◆ TASK DIRECTIONS:
Tally how many lines in the items below contain the string "floral". Reply with that number only.
──────── ENTRIES
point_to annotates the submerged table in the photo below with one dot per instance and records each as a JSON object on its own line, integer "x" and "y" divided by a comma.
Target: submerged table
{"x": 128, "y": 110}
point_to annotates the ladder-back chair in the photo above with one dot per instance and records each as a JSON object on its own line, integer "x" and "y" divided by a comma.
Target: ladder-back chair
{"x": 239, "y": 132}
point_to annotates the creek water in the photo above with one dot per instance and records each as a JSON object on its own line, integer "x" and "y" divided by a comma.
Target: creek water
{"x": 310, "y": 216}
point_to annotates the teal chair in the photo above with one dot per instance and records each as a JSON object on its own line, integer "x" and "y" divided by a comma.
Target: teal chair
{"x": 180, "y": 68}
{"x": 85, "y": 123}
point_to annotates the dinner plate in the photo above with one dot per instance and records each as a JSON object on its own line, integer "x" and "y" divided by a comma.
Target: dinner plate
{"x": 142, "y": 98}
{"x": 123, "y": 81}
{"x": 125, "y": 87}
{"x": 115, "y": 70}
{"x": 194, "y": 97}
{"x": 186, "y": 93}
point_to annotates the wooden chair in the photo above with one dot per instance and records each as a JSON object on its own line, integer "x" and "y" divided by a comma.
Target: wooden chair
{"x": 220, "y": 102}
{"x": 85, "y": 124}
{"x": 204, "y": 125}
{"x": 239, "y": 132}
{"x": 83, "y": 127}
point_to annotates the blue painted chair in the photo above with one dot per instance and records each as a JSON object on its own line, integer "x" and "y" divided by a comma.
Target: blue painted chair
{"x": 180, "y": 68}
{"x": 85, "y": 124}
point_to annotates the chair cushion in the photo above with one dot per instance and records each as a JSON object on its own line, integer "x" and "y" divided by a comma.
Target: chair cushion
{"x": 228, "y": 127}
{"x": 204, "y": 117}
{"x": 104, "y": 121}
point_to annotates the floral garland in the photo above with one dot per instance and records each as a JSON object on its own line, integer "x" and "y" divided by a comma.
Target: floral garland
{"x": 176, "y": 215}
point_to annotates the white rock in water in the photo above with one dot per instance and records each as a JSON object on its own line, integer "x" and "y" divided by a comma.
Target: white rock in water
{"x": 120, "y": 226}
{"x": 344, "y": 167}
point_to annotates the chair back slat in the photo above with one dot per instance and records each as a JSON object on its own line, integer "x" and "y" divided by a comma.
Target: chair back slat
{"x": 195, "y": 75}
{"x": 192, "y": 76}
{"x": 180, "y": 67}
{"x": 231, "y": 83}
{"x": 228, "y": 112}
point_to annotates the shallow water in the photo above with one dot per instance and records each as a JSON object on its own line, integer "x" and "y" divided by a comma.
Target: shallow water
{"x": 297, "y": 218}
────────────────
──────── ENTRIES
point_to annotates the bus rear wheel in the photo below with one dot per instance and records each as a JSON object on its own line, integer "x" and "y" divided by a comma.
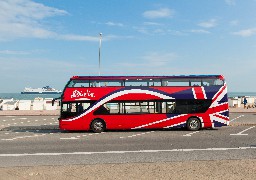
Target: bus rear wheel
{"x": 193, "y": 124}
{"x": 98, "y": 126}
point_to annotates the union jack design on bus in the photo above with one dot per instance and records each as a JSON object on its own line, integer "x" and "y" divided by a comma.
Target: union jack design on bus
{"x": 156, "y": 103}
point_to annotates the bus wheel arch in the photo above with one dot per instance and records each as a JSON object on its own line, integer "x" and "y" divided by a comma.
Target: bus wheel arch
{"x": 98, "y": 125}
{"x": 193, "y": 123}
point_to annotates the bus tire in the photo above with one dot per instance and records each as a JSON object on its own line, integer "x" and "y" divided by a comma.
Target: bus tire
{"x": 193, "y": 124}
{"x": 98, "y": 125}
────────────────
──────── ENTRIES
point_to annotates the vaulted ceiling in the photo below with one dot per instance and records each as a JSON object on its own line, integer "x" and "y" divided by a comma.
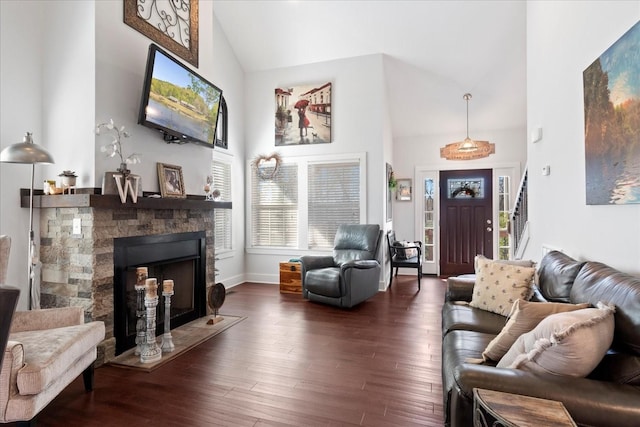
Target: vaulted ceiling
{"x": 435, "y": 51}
────────────────
◆ FINISHED EXERCISE:
2